**** Page text

Location: Produce Safety and Microbiology ResearchTitle: imGLAD: accurate detection and quantification of target organisms in metagenomes
|CASTRO, JUAN - Georgia Institute Of Technology|
|RODRIGUEZ, LUIS - Georgia Institute Of Technology|
|HARVEY, WILLIAM - Georgia Institute Of Technology|
|WEIGLAND, MICHAEL - Georgia Institute Of Technology|
|HATT, JANET - Georgia Institute Of Technology|
|KONSTANTINIDIS, KOSTAS - Georgia Institute Of Technology|
Submitted to: PeerJ
Publication Type: Peer Reviewed Journal
Publication Acceptance Date: 10/3/2018
Publication Date: 11/2/2018
Citation: Castro, J.C., Rodriguez, L.M., Harvey, W.T., Weigland, M.R., Hatt, J.K., Carter, M.Q., Konstantinidis, K. 2018. imGLAD: accurate detection and quantification of target organisms in metagenomes. PeerJ. 6:e5882. https://doi.org/10.7717/peerj.5882.

********

— Exercise requirements —
Please reproduce the imGLAD publication record above in full, word for word.

**** Data for review

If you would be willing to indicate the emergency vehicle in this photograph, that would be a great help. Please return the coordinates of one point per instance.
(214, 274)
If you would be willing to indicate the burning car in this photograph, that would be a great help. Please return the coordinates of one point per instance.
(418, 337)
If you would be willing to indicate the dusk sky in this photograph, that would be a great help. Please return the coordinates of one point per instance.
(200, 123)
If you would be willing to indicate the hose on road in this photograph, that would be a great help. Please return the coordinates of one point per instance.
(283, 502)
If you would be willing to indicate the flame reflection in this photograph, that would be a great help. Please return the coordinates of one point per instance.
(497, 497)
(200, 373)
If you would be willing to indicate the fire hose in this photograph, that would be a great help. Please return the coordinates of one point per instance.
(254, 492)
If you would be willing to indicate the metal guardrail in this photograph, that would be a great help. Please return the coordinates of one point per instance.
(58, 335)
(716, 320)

********

— Answer for this exercise —
Location: Produce Safety and Microbiology ResearchTitle: imGLAD: accurate detection and quantification of target organisms in metagenomes
|CASTRO, JUAN - Georgia Institute Of Technology|
|RODRIGUEZ, LUIS - Georgia Institute Of Technology|
|HARVEY, WILLIAM - Georgia Institute Of Technology|
|WEIGLAND, MICHAEL - Georgia Institute Of Technology|
|HATT, JANET - Georgia Institute Of Technology|
|KONSTANTINIDIS, KOSTAS - Georgia Institute Of Technology|
Submitted to: PeerJ
Publication Type: Peer Reviewed Journal
Publication Acceptance Date: 10/3/2018
Publication Date: 11/2/2018
Citation: Castro, J.C., Rodriguez, L.M., Harvey, W.T., Weigland, M.R., Hatt, J.K., Carter, M.Q., Konstantinidis, K. 2018. imGLAD: accurate detection and quantification of target organisms in metagenomes. PeerJ. 6:e5882. https://doi.org/10.7717/peerj.5882.